--- Task statement ---
Please pull out every line of the rows below that contains the word "star".

--- Record extracts ---
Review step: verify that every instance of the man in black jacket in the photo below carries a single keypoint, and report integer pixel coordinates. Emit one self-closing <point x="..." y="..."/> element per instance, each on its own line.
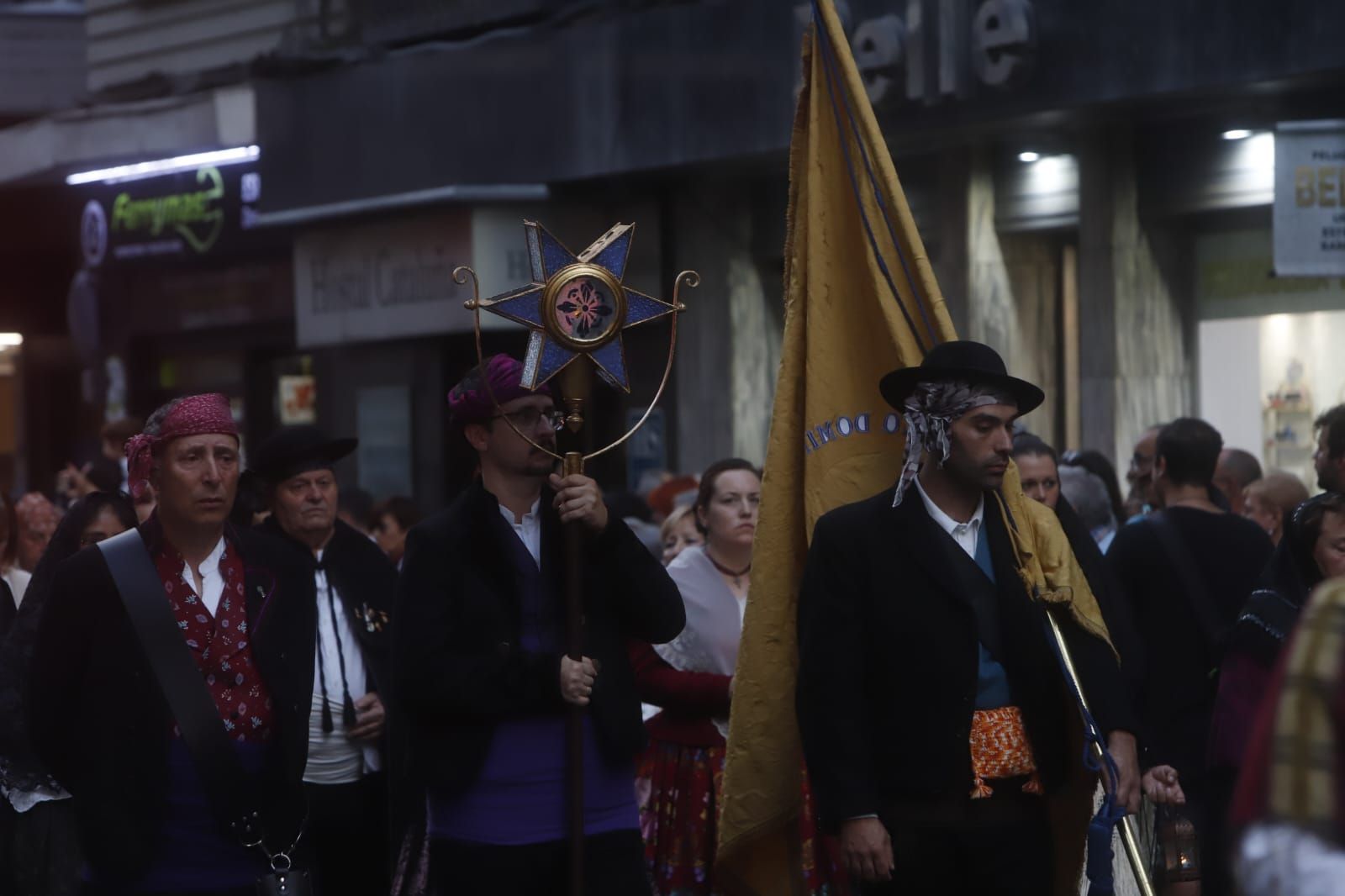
---
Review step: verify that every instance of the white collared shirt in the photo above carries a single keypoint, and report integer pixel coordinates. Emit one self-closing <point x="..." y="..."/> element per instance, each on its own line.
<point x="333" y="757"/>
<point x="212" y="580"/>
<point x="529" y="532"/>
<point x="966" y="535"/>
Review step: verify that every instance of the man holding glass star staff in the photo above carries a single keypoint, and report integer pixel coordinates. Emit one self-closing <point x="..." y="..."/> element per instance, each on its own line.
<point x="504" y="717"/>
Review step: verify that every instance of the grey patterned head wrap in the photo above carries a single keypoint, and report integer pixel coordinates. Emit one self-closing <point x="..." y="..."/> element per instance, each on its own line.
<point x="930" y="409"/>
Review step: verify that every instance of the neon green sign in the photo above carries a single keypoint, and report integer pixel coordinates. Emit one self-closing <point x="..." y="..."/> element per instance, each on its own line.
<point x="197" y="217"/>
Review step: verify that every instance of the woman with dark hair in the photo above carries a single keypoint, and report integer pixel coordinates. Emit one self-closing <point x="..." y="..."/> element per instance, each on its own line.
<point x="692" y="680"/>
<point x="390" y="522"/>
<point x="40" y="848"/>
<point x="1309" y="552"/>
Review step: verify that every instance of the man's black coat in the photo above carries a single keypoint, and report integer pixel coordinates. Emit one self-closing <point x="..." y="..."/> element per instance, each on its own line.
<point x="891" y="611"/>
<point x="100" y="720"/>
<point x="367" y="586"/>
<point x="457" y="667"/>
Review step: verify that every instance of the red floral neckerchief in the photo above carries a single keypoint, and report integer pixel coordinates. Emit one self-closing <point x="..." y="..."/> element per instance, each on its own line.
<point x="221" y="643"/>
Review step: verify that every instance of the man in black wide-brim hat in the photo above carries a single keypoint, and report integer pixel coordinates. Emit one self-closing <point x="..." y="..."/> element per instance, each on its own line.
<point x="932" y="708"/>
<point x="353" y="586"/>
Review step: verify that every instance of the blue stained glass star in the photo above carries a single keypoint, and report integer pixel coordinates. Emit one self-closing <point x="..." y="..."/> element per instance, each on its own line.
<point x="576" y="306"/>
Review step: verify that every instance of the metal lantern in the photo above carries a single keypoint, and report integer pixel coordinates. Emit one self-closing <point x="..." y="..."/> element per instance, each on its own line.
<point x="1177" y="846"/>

--- Task result ---
Review step: verify that every instance of the man holding glass star staff in the photo above carries a single keypoint, and report integer pixel coordinates. Emit one self-closing <point x="..." y="..."/> element per instance, each on its own line.
Review step: verify that every instance of the blue stained glass star in the photo above carries a single keypoint, and report integer pixel coordinates. Emit one self-closing <point x="..." y="..."/> element per instance, each on its own line.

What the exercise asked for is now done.